:: Point annotation records ::
--- Begin ---

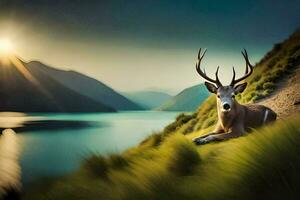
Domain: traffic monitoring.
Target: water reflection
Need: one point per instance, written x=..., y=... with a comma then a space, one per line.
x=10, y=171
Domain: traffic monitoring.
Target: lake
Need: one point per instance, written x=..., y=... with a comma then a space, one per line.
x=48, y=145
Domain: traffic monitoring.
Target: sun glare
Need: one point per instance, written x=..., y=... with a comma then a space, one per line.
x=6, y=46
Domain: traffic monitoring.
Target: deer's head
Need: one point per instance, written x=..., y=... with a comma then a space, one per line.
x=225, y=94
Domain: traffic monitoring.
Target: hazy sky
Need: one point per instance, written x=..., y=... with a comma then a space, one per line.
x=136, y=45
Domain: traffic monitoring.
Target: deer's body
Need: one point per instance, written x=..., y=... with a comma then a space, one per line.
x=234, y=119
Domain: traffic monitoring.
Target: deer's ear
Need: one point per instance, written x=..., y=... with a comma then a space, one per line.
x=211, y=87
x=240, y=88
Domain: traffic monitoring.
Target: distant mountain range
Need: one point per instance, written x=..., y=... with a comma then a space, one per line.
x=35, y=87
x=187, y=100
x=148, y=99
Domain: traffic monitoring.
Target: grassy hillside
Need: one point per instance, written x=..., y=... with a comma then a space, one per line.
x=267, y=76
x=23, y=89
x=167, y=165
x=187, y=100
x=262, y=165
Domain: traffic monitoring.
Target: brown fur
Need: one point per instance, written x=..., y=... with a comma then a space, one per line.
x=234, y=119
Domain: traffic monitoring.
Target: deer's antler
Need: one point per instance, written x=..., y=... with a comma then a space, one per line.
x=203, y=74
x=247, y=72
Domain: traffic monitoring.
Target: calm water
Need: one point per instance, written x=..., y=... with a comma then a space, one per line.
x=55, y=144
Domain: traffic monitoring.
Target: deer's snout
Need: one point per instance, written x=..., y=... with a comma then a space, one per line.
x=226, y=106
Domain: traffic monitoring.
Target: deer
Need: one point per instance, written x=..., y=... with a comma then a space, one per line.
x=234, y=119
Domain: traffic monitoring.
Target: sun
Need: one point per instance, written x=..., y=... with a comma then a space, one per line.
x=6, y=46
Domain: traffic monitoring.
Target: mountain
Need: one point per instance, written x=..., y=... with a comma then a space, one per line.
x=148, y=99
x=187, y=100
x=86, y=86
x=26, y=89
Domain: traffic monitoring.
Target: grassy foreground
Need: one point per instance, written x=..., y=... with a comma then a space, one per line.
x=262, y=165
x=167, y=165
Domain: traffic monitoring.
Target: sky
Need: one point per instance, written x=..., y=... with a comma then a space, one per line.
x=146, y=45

--- End ---

Reproduce the material above in full and without alteration, but skip all pictures.

Domain: traffic monitoring.
Target: water reflection
Need: one point per instance, written x=..., y=... with a comma then a space, one per line.
x=10, y=171
Domain: traffic monitoring.
Target: lake
Need: one point per instance, written x=..., y=... with a comma then a space, one per line.
x=48, y=145
Domain: traffic monitoring.
Target: sun glare
Need: one point per instance, written x=..., y=... with a comma then a space, one per line.
x=6, y=46
Domain: traffic monitoring.
Target: deer's head
Need: one point per instance, written x=..., y=... with a comma then a space, one per line.
x=225, y=94
Domain: traffic monitoring.
Target: hazy sky
Need: one point per instance, written x=..., y=... with a comma then a space, one per line.
x=136, y=45
Domain: traffic monitoring.
Target: deer's body
Need: one point per instance, written x=..., y=... with a comma then a space, one per line.
x=234, y=119
Domain: traffic monitoring.
Target: deer's ear
Need: one point per instance, written x=..., y=... with a comma then a space, one per line.
x=211, y=87
x=240, y=88
Domain: traffic monitoring.
Target: distant mountain range
Need: one point per instance, written x=..., y=... with a comma then a space, one per line.
x=35, y=87
x=187, y=100
x=148, y=99
Domain: traffic monitoring.
Target: grassy hillside
Need: one point per instance, written x=..., y=... with a comma then a space, one per line.
x=267, y=76
x=23, y=89
x=167, y=165
x=187, y=100
x=262, y=165
Domain: traffic monitoring.
Target: brown fur
Need: one point per instance, written x=..., y=... with a comma then a space, one per line.
x=234, y=119
Domain: traffic monitoring.
Target: deer's antler
Need: one point per instance, written x=..., y=... with a comma then a space, one per line.
x=203, y=74
x=247, y=72
Domain: traffic monitoring.
Target: calm water
Need: one point per instance, written x=..., y=... with a comma then a space, one per line.
x=55, y=144
Domain: traffic monitoring.
Target: deer's snout
Need: one point per instance, written x=..., y=... with a comma then a space, one per line.
x=226, y=106
Domain: traffic monitoring.
Target: deer
Need: one point per instance, written x=..., y=... with a comma then a space, one per line.
x=234, y=119
Domain: traffic monitoring.
Target: sun
Need: one point per instance, written x=..., y=... with a comma then a space, one per line.
x=6, y=46
Domain: traffic monitoring.
Target: mountain
Need: one point per instance, written x=..., y=... with a comma then a space, one per line.
x=148, y=99
x=187, y=100
x=86, y=86
x=26, y=89
Domain: traffic monitoring.
Target: grassy foreground
Need: one point per instance, written x=..., y=... with a comma then a space, one per line.
x=262, y=165
x=167, y=165
Domain: traffic monitoring.
Target: sky
Need: one point per instance, written x=..., y=... with a comma then a space, one per line.
x=146, y=45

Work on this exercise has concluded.